══ Input

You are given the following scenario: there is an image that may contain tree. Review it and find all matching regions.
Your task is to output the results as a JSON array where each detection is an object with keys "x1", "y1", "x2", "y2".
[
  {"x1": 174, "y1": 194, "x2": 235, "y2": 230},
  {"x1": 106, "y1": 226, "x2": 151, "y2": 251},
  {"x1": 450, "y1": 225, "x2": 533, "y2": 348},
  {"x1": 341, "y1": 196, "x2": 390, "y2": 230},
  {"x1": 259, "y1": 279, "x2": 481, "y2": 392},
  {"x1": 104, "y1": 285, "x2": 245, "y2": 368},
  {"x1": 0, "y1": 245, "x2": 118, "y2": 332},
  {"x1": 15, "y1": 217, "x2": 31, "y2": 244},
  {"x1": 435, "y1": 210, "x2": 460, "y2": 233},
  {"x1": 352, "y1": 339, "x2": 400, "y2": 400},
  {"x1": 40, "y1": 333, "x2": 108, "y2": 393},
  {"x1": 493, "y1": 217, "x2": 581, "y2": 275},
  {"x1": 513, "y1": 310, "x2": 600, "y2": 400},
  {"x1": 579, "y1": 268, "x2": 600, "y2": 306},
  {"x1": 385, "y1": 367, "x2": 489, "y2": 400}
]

════

Please reproduce all of the data above word for word, keeping every line unchanged.

▸ Task output
You are given the following scenario: there is an image that may contain tree. Review it and find all matching regions.
Your task is to output the results as a JSON array where each detection is an object with keys "x1", "y1", "x2", "y2".
[
  {"x1": 174, "y1": 194, "x2": 235, "y2": 230},
  {"x1": 106, "y1": 226, "x2": 151, "y2": 251},
  {"x1": 450, "y1": 225, "x2": 533, "y2": 348},
  {"x1": 341, "y1": 196, "x2": 390, "y2": 230},
  {"x1": 259, "y1": 279, "x2": 481, "y2": 392},
  {"x1": 104, "y1": 285, "x2": 245, "y2": 368},
  {"x1": 0, "y1": 245, "x2": 118, "y2": 332},
  {"x1": 15, "y1": 217, "x2": 31, "y2": 244},
  {"x1": 435, "y1": 210, "x2": 460, "y2": 233},
  {"x1": 352, "y1": 339, "x2": 400, "y2": 400},
  {"x1": 40, "y1": 333, "x2": 108, "y2": 393},
  {"x1": 493, "y1": 217, "x2": 581, "y2": 275},
  {"x1": 513, "y1": 310, "x2": 600, "y2": 400},
  {"x1": 579, "y1": 268, "x2": 600, "y2": 306},
  {"x1": 385, "y1": 367, "x2": 489, "y2": 400}
]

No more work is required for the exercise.